Modifica il passo dell'estratto che comincia con le parole "Al di là del" e si chiude dopo "le loro esigenze.". Riportalo sostituendo "città" con "comunità".

#### Estratto scelto:
■ ■ ■

In questa newsletter io e Paolo raccontiamo i nostri Futuri Preferibili in tre mosse: partiamo da qualcosa che accade nel presente, prendiamo la rincorsa nel passato e poi facciamo un salto nel futuro. Non per prevederlo, ma per provare a indirizzarlo.
Andiamo?
Noi siamo qui
Ha fatto discutere in questi giorni la proposta del ministro alla Infrastrutture e ai Trasporti Matteo Salvini di introdurre casco, targa, frecce e assicurazione obbligatoria per monopattini e biciclette. A seguito delle polemiche poi il ministro ha parzialmente ritrattato, dicendo che la proposta di modifica del Codice della Strada si riferiva soltanto ai monopattini.
Al di là del merito della questione, l’episodio conferma quello che scrivevamo qualche settimana fa: dal modo in cui ripenseremo la mobilità dipenderà la forma delle nostre città e degli spazi condivisi. E alla fine il confronto decisivo sarà tra chi proverà a liberare idee diverse di movimento, e chi invece cerca di prolungare sistemi di mobilità che ci rendono prigionieri di spazi non progettati per le persone e per le loro esigenze.
La proposta del ministro però, nel passaggio che riguardava l’obbligo assicurativo, ci ha fatto riflettere anche su un altro argomento: la storia delle assicurazioni, che è un po’ anche la storia di come la nostra società ha organizzato nel tempo la fiducia e il supporto reciproco.

■ ■ ■

#### Dati grezzi:
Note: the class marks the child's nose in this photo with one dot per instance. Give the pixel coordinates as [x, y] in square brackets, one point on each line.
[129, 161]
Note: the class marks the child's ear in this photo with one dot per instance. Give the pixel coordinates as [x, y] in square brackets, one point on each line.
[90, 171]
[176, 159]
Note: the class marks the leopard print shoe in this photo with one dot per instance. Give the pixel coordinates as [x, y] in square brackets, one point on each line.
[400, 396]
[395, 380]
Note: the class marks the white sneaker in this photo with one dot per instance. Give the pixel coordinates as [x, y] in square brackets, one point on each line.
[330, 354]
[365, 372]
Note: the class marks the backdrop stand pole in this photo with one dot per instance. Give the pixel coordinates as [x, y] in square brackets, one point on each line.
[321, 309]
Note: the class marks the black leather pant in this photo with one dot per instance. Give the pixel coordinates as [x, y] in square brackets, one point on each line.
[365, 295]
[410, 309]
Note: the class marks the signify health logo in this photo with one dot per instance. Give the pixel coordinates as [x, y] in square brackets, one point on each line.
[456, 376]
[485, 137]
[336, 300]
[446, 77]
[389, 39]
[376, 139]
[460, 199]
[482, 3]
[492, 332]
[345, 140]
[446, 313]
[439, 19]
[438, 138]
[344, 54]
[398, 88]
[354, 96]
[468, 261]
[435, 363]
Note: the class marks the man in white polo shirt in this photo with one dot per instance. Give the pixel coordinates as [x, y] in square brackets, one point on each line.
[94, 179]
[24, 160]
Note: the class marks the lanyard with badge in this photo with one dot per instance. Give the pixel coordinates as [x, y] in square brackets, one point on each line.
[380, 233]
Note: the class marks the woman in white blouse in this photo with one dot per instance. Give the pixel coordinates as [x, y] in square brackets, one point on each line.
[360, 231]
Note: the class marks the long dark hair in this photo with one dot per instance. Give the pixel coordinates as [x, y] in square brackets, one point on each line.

■ ■ ■

#### Risposta al compito:
Al di là del merito della questione, l’episodio conferma quello che scrivevamo qualche settimana fa: dal modo in cui ripenseremo la mobilità dipenderà la forma delle nostre comunità e degli spazi condivisi. E alla fine il confronto decisivo sarà tra chi proverà a liberare idee diverse di movimento, e chi invece cerca di prolungare sistemi di mobilità che ci rendono prigionieri di spazi non progettati per le persone e per le loro esigenze.